- SELECTED EXTRACT:
Gerald and Natalie Sirkin, whose writings have appeared on this site before, wade into the Global Warming swamp and surface with some sound data.
GLOBAL-WARMING CYCLES (11-15-06)
By Gerald and Natalie Sirkin
Europe is stepping up its campaign to persuade the United States to sign on to the Kyoto Protocol, an international agreement to reduce emissions of carbon dioxide and stop global warming. The British Government has just released a report commissioned by Parliament, the Stern Report, which finds the future cost of global warming to be very high and the cost of implementing Kyoto very low. How can any country turn down such big benefits at such low costs?
One reason the U.S. is not leaping at the bargain is that the cost and benefit estimates of the Stern Report are questionable. The Stern Report estimates that the cost of cutting emissions to 60% to 80% below the 1990 levels would be about 1% of global domestic product. However, other estimates range as high as 16%. As Jerry Taylor, an expert on energy- and climate-policy at the CATO Institute, says, the wide range of cost-estimates tells us we are guessing.
In any event, economic analysis is premature. First, climate science should tell us what we are dealing with.
Global temperature has for thousands of years been subject to wide variations. Ice ages and warm periods come and go in cycles. These temperature swings have obviously nothing to do with man’s activities.
There is no correlation between recent variations in temperature and greenhouse gas emissions. Global temperature increased ½Âº Celsius in the past century. But most of that increase occurred before 1940, when human CO2 emissions were not large. From 1940 to 1970, when CO2 emissions were rising, global temperature did not rise. In fact, global temperature fell slightly. Since then, temperature has risen by a small amount, much less than predicted by the global warming models.
Global temperature correlates not with CO2 emissions but with the brightness of the sun. Cycles of the sun’s magnetism agree well with the timing of global temperatures.

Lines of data
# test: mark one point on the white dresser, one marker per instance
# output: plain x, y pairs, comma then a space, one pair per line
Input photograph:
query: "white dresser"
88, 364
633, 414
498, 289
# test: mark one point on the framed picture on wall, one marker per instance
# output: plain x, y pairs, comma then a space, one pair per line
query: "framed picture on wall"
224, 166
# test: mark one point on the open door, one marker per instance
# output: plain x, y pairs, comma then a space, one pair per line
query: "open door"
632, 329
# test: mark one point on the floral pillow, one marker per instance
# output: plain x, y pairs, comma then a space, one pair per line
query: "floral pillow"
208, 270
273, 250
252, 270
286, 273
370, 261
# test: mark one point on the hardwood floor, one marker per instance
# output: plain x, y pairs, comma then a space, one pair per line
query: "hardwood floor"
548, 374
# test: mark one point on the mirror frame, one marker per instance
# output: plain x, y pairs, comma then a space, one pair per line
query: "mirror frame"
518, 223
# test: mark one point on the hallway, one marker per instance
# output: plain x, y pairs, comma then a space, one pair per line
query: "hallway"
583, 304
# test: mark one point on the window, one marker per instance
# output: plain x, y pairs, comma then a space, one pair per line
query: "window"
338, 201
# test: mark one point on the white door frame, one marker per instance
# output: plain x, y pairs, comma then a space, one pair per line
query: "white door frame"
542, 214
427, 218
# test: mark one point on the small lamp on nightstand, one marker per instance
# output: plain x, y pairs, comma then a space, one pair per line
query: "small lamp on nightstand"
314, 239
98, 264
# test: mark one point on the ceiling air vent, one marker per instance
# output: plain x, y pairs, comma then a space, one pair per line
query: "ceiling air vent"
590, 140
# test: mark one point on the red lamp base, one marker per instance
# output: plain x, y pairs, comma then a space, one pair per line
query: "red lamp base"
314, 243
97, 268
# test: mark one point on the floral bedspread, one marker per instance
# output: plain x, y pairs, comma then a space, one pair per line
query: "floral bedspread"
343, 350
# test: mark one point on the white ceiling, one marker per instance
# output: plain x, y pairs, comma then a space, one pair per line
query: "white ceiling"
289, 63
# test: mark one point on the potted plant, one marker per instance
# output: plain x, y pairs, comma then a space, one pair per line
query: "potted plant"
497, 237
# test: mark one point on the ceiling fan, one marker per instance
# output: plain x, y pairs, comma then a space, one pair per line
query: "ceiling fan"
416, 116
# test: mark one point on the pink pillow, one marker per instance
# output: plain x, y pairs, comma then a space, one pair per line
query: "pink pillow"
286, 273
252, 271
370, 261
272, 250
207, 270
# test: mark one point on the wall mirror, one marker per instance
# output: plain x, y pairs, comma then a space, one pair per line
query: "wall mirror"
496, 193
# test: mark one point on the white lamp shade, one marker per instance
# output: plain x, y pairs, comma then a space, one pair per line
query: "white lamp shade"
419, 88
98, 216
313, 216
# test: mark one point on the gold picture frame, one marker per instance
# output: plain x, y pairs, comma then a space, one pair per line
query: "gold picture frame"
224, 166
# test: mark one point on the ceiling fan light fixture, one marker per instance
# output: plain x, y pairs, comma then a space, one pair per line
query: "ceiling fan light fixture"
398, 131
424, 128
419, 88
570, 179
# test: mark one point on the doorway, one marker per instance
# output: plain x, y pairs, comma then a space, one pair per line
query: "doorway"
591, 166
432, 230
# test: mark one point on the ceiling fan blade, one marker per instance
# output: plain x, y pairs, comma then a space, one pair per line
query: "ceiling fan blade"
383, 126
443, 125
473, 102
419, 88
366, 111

- WHAT THE TASK REQUIRES:
In one to three sentences, explain why the article on global-warming cycles says the United States is not leaping at the bargain the Stern Report appears to offer.

- SOLUTION FOR THIS TASK:
The Stern Report's cost and benefit estimates are questionable. It puts the cost of cutting emissions to 60% to 80% below 1990 levels at about 1% of global domestic product, but other estimates range as high as 16%. As Jerry Taylor says, that wide range tells us we are guessing.